# Parts of the exercise:
1: Please output the Docker security text word for word from "TAMPERING →If an" up to and including "didn’t intend to.".
2: Decide whether each statement agrees with the Docker security text, giving yes or no and quoting the words that settle it: (a) it advises using ADD instead of COPY in Dockerfiles; (b) it names hadolint as a Dockerfile linter; (c) it describes auditd as a userspace component to the Linux Auditing System.
═══ Document segment ═══
TAMPERING →If an attacker changes an image stored in a registry without changing its associated metadata or by tampering metadata of an associated tag for an image that will result in pulling the unexpected image. To tackle this —

  1. Docker Content Trust should be enabled to ensure that only pulling cryptographically signed, untampered, original base images are pulled.
  2. Checking for the tag version in the Dockerfiles’ FROM directives rather than the generic “latest” tag for full traceability. This can be achieved by either scanning the dockerfile or using Dockerfile linter like hadolint and dockerfilelint.
  3. Checking the Dockerfiles for Docker directive COPY and not, ADD. The danger of using ADD is that it automatically performs decompression of local files. You may end up downloading malicious software and decompressing them which you didn’t intend to.

REPUDIATION →It happens when an application or system does not have proper controls to track and log users’ activity, thus permitting malicious manipulation or forging the identification of actions. Below steps can be followed to combat it —

  1. Making sure that you have complete audit logging enabled in your docker registry. It should capture events that could questions like when an activity is performed, who are the actors, and the timeline.
  2. Setting up auditd in your docker host (a userspace component to the Linux Auditing System) responsible for writing audit records to the disk.

INFORMATION DISCLOSURE → It can happen if the application or tool is misconfigured. Most of the data breaches take place when the tools are left at their default setting exposing sensitive data to the public. Ways to combat —

  1. Disable experimental features while you are setting up your docker.
═══ Information shown ═══
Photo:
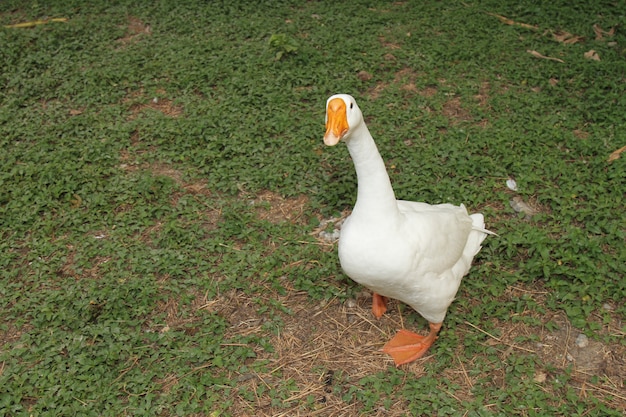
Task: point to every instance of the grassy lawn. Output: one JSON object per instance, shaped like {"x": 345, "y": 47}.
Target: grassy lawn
{"x": 165, "y": 197}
═══
# Solution list:
1:
TAMPERING →If an attacker changes an image stored in a registry without changing its associated metadata or by tampering metadata of an associated tag for an image that will result in pulling the unexpected image. To tackle this —

  1. Docker Content Trust should be enabled to ensure that only pulling cryptographically signed, untampered, original base images are pulled.
  2. Checking for the tag version in the Dockerfiles’ FROM directives rather than the generic “latest” tag for full traceability. This can be achieved by either scanning the dockerfile or using Dockerfile linter like hadolint and dockerfilelint.
  3. Checking the Dockerfiles for Docker directive COPY and not, ADD. The danger of using ADD is that it automatically performs decompression of local files. You may end up downloading malicious software and decompressing them which you didn’t intend to.

2:
(a) No: "Checking the Dockerfiles for Docker directive COPY and not, ADD."
(b) Yes: "using Dockerfile linter like hadolint and dockerfilelint"
(c) Yes: "a userspace component to the Linux Auditing System"